[Dataset entries]
^^^^^^^^^^^^^^^^
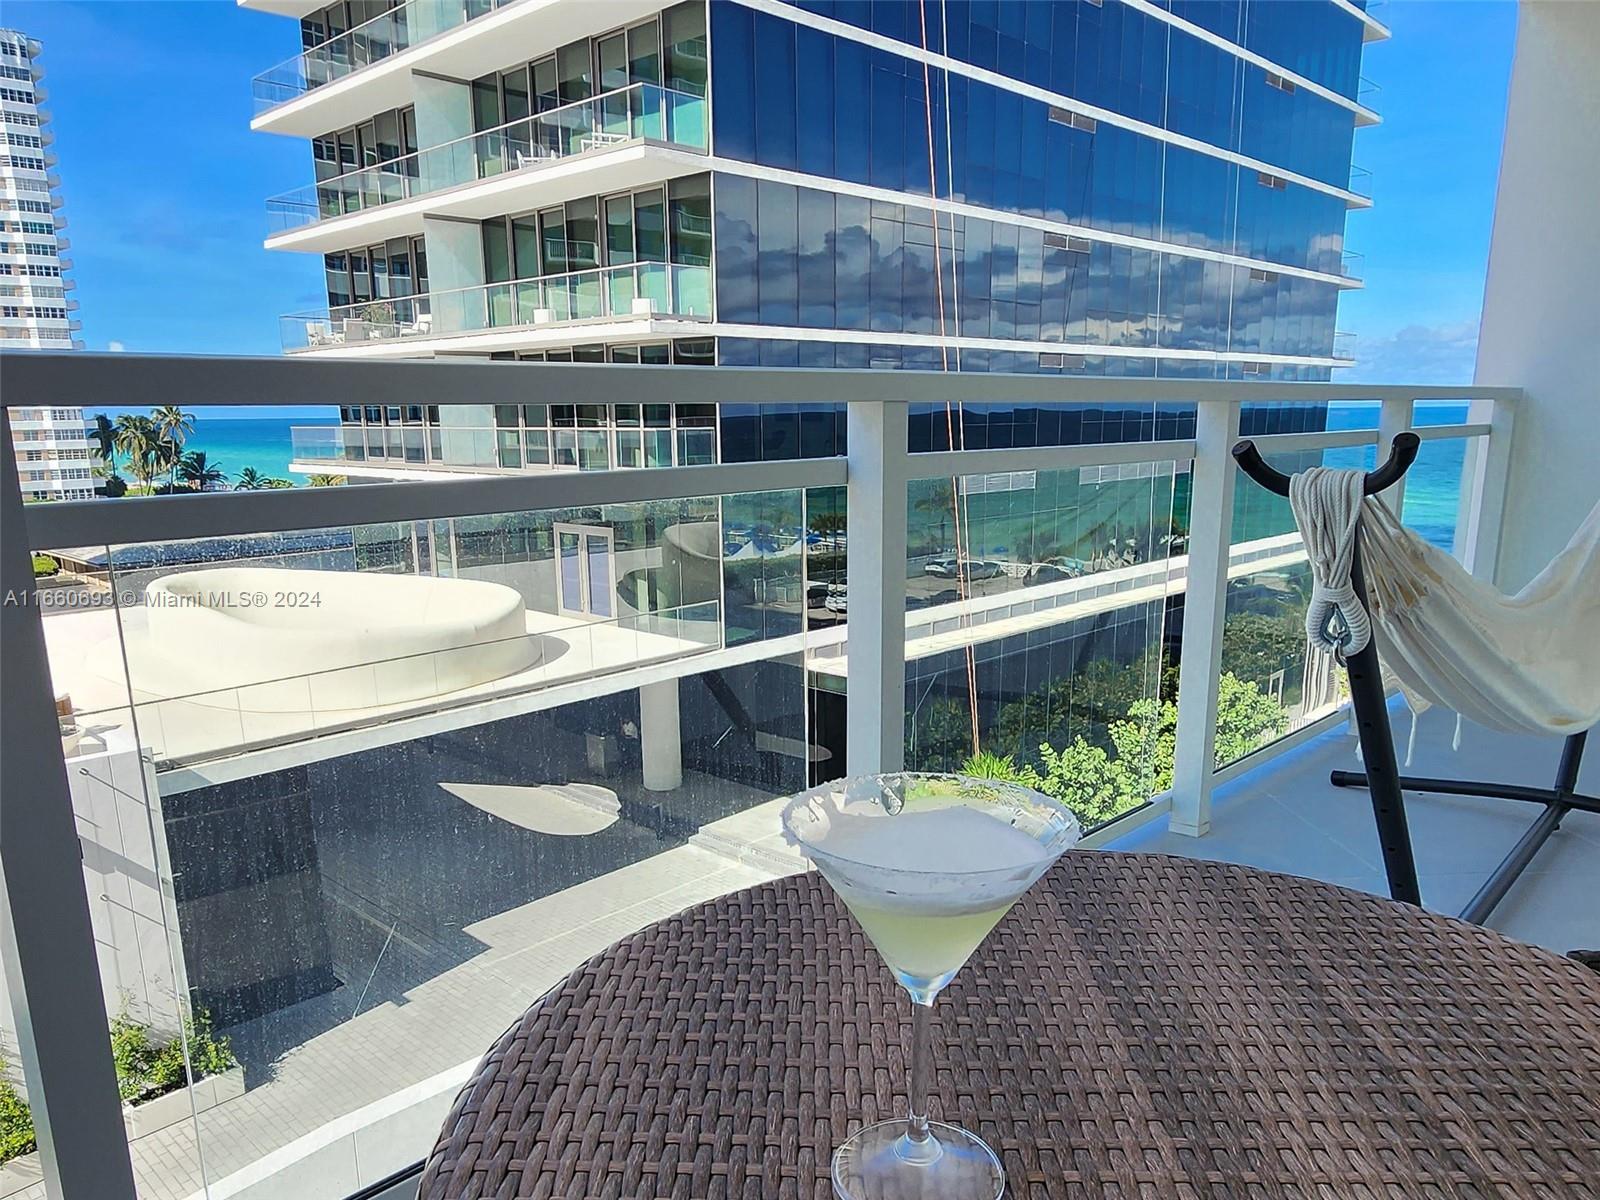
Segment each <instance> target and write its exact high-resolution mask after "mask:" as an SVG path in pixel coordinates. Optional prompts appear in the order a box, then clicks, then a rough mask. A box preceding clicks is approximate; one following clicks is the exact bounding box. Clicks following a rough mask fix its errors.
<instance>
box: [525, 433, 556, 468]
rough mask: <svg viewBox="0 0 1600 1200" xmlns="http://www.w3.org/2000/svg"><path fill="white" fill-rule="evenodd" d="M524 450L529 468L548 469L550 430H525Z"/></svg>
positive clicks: (549, 447)
mask: <svg viewBox="0 0 1600 1200" xmlns="http://www.w3.org/2000/svg"><path fill="white" fill-rule="evenodd" d="M522 437H523V448H525V458H526V462H528V466H531V467H546V466H549V464H550V430H547V429H528V430H523V435H522Z"/></svg>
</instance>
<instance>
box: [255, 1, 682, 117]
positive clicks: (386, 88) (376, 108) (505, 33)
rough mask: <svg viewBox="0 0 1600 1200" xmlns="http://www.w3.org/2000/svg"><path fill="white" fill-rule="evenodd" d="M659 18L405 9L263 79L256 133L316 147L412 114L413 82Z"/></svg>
mask: <svg viewBox="0 0 1600 1200" xmlns="http://www.w3.org/2000/svg"><path fill="white" fill-rule="evenodd" d="M658 8H659V5H656V3H651V2H650V0H606V3H605V5H603V10H605V16H603V18H602V16H598V11H600V10H597V8H595V6H594V5H573V3H566V2H565V0H406V3H403V5H400V6H397V8H394V10H390V11H389V13H384V14H382V16H379V18H374V19H371V21H368V22H366V24H363V26H357V27H355V29H350V30H347V32H346V34H341V35H339V37H336V38H333V40H331V42H326V43H323V45H322V46H314V48H310V50H306V51H302V53H301V54H296V56H294V58H291V59H288V61H286V62H282V64H278V66H277V67H272V69H270V70H266V72H262V74H261V75H258V77H256V82H254V96H256V117H254V120H253V122H251V128H254V130H264V131H267V133H283V134H290V136H296V138H317V136H320V134H323V133H326V131H328V130H336V128H339V126H344V125H350V123H354V122H358V120H365V118H366V117H370V115H371V114H374V112H379V110H382V109H398V107H405V106H406V104H410V102H411V101H413V99H414V96H413V72H427V74H432V75H438V77H443V78H454V80H470V78H477V77H478V75H483V74H485V72H490V70H499V69H501V67H504V66H506V64H509V62H517V61H526V59H533V58H538V56H539V54H544V53H549V51H554V50H555V48H558V46H562V45H566V43H570V42H573V40H576V38H579V37H586V35H589V34H597V32H602V30H603V29H611V27H619V26H624V24H629V22H634V21H638V19H643V18H645V16H650V14H651V13H654V11H656V10H658Z"/></svg>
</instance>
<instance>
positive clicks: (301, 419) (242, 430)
mask: <svg viewBox="0 0 1600 1200" xmlns="http://www.w3.org/2000/svg"><path fill="white" fill-rule="evenodd" d="M336 424H339V422H338V421H318V419H317V418H293V419H286V418H206V416H200V418H197V419H195V429H194V432H192V434H190V435H189V438H187V440H186V442H184V450H203V451H205V456H206V459H208V461H210V462H211V464H214V466H218V467H221V469H222V470H224V472H227V478H229V482H232V480H237V478H238V472H242V470H243V469H245V467H254V469H256V470H258V472H261V474H262V475H277V477H278V478H288V480H293V482H294V483H304V482H306V477H304V475H291V474H290V454H291V445H290V426H336Z"/></svg>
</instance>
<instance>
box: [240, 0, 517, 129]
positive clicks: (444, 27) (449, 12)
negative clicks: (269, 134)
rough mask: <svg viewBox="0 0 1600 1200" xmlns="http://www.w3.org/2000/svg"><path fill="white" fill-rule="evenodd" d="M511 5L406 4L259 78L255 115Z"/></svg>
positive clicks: (313, 46) (310, 51)
mask: <svg viewBox="0 0 1600 1200" xmlns="http://www.w3.org/2000/svg"><path fill="white" fill-rule="evenodd" d="M510 2H512V0H405V3H402V5H398V6H395V8H392V10H389V11H387V13H382V14H381V16H374V18H373V19H371V21H365V22H363V24H360V26H355V27H354V29H349V30H346V32H344V34H339V35H338V37H331V38H328V40H326V42H323V43H322V45H317V46H312V48H310V50H306V51H301V53H299V54H296V56H294V58H291V59H286V61H283V62H280V64H277V66H275V67H269V69H267V70H262V72H261V74H259V75H256V78H254V82H253V85H251V93H253V94H254V98H256V112H258V114H261V112H266V110H267V109H272V107H275V106H278V104H286V102H288V101H293V99H298V98H299V96H304V94H306V93H307V91H310V90H314V88H320V86H323V85H326V83H333V82H334V80H341V78H344V77H347V75H352V74H354V72H357V70H362V69H363V67H370V66H373V64H374V62H382V61H384V59H387V58H390V56H392V54H398V53H400V51H403V50H410V48H411V46H414V45H419V43H422V42H427V40H429V38H434V37H438V35H440V34H445V32H448V30H451V29H458V27H459V26H462V24H466V22H467V21H472V19H474V18H480V16H486V14H488V13H491V11H494V10H496V8H499V6H501V5H502V3H510Z"/></svg>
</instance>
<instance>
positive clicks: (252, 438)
^^^^^^^^^^^^^^^^
* _WHAT IS EXPECTED_:
Now write out the data word for word, skipping every picture in it.

* _EXERCISE OUTPUT_:
Segment each <instance> target and write its exact high-resolution mask after "mask:" as an SVG path in pixel coordinates. Optional prompts appear in the order a box, then clicks, then a rough mask. A box preceding clicks is approximate; one following clicks is the exact bounding box. Clicks following a rough mask fix its errors.
<instance>
box: [525, 433, 556, 468]
rough mask: <svg viewBox="0 0 1600 1200" xmlns="http://www.w3.org/2000/svg"><path fill="white" fill-rule="evenodd" d="M524 450L529 468L548 469L550 430H525Z"/></svg>
positive clicks: (549, 447)
mask: <svg viewBox="0 0 1600 1200" xmlns="http://www.w3.org/2000/svg"><path fill="white" fill-rule="evenodd" d="M522 437H523V448H525V458H526V462H528V466H531V467H546V466H549V464H550V430H547V429H528V430H523V435H522Z"/></svg>
</instance>
<instance>
box: [255, 1, 682, 117]
positive clicks: (386, 88) (376, 108) (505, 33)
rough mask: <svg viewBox="0 0 1600 1200" xmlns="http://www.w3.org/2000/svg"><path fill="white" fill-rule="evenodd" d="M659 18L405 9L263 79L256 133L316 147L412 114L413 82Z"/></svg>
mask: <svg viewBox="0 0 1600 1200" xmlns="http://www.w3.org/2000/svg"><path fill="white" fill-rule="evenodd" d="M658 8H659V5H656V3H651V2H650V0H606V3H605V5H603V10H605V16H603V18H602V16H598V11H600V10H597V8H595V6H594V5H573V3H566V2H565V0H406V3H403V5H400V6H397V8H394V10H390V11H389V13H384V14H382V16H379V18H374V19H371V21H368V22H366V24H363V26H357V27H355V29H350V30H347V32H346V34H341V35H339V37H336V38H333V40H331V42H326V43H323V45H322V46H314V48H310V50H306V51H302V53H301V54H296V56H294V58H291V59H288V61H286V62H282V64H278V66H277V67H272V69H270V70H266V72H262V74H261V75H258V77H256V82H254V96H256V117H254V120H253V122H251V128H254V130H264V131H267V133H283V134H290V136H296V138H317V136H320V134H323V133H326V131H328V130H336V128H339V126H344V125H350V123H354V122H358V120H365V118H366V117H370V115H371V114H374V112H379V110H382V109H398V107H405V106H406V104H410V102H411V101H413V99H414V96H413V72H427V74H432V75H438V77H443V78H454V80H470V78H477V77H478V75H483V74H485V72H490V70H499V69H501V67H504V66H506V64H509V62H517V61H526V59H533V58H538V56H539V54H544V53H549V51H554V50H555V48H558V46H562V45H566V43H570V42H573V40H576V38H579V37H586V35H589V34H597V32H602V30H603V29H611V27H619V26H624V24H629V22H634V21H638V19H643V18H645V16H650V14H651V13H654V11H656V10H658Z"/></svg>
</instance>
<instance>
positive clicks: (301, 419) (242, 430)
mask: <svg viewBox="0 0 1600 1200" xmlns="http://www.w3.org/2000/svg"><path fill="white" fill-rule="evenodd" d="M336 424H339V422H338V421H318V419H317V418H293V419H286V418H206V416H200V418H197V419H195V429H194V432H192V434H190V435H189V438H187V440H186V442H184V450H203V451H205V456H206V459H208V461H210V462H211V464H214V466H218V467H221V469H222V470H224V472H227V478H229V482H232V480H237V478H238V472H242V470H243V469H245V467H254V469H256V470H258V472H261V474H262V475H277V477H278V478H288V480H293V482H294V483H304V482H306V477H304V475H291V474H290V454H291V445H290V426H336Z"/></svg>
</instance>
<instance>
box: [240, 0, 517, 129]
positive clicks: (444, 27) (449, 12)
negative clicks: (269, 134)
rough mask: <svg viewBox="0 0 1600 1200" xmlns="http://www.w3.org/2000/svg"><path fill="white" fill-rule="evenodd" d="M511 5L406 4L259 78L255 115Z"/></svg>
positive clicks: (313, 46) (310, 51)
mask: <svg viewBox="0 0 1600 1200" xmlns="http://www.w3.org/2000/svg"><path fill="white" fill-rule="evenodd" d="M510 2H512V0H405V3H402V5H398V6H395V8H392V10H389V11H387V13H382V14H381V16H374V18H373V19H371V21H365V22H363V24H360V26H355V27H354V29H349V30H346V32H344V34H339V35H338V37H331V38H328V40H326V42H323V43H322V45H317V46H312V48H310V50H306V51H301V53H299V54H296V56H294V58H291V59H286V61H283V62H280V64H277V66H275V67H269V69H267V70H262V72H261V74H259V75H256V78H254V82H253V85H251V93H253V94H254V98H256V112H258V114H261V112H266V110H267V109H272V107H275V106H278V104H286V102H288V101H293V99H298V98H299V96H304V94H306V93H307V91H310V90H314V88H320V86H323V85H326V83H333V82H334V80H341V78H344V77H347V75H352V74H354V72H357V70H362V69H363V67H370V66H373V64H374V62H382V61H384V59H387V58H390V56H392V54H398V53H400V51H403V50H410V48H411V46H414V45H419V43H422V42H427V40H429V38H434V37H438V35H440V34H445V32H448V30H451V29H458V27H459V26H462V24H466V22H467V21H472V19H474V18H480V16H486V14H488V13H491V11H494V10H496V8H499V6H501V5H502V3H510Z"/></svg>
</instance>
<instance>
positive clicks: (252, 438)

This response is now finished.